* **REQUIREMENT**
Output the line that contains "Annotation task — pin every instance of the crowd" and every line after it to the end of the entries, with nothing added or left out.

* **SOURCE DATA**
= = =

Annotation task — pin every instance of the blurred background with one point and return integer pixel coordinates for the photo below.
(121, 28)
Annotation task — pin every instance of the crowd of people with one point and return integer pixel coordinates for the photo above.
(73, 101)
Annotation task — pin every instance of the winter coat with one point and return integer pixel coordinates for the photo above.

= = =

* **RESPONSE AREA**
Annotation task — pin every instance of the crowd of people with one point and return integer pixel coordinates for the photo above.
(73, 101)
Annotation task — pin every instance of the winter coat with one point and return integer pixel coordinates for the photo above.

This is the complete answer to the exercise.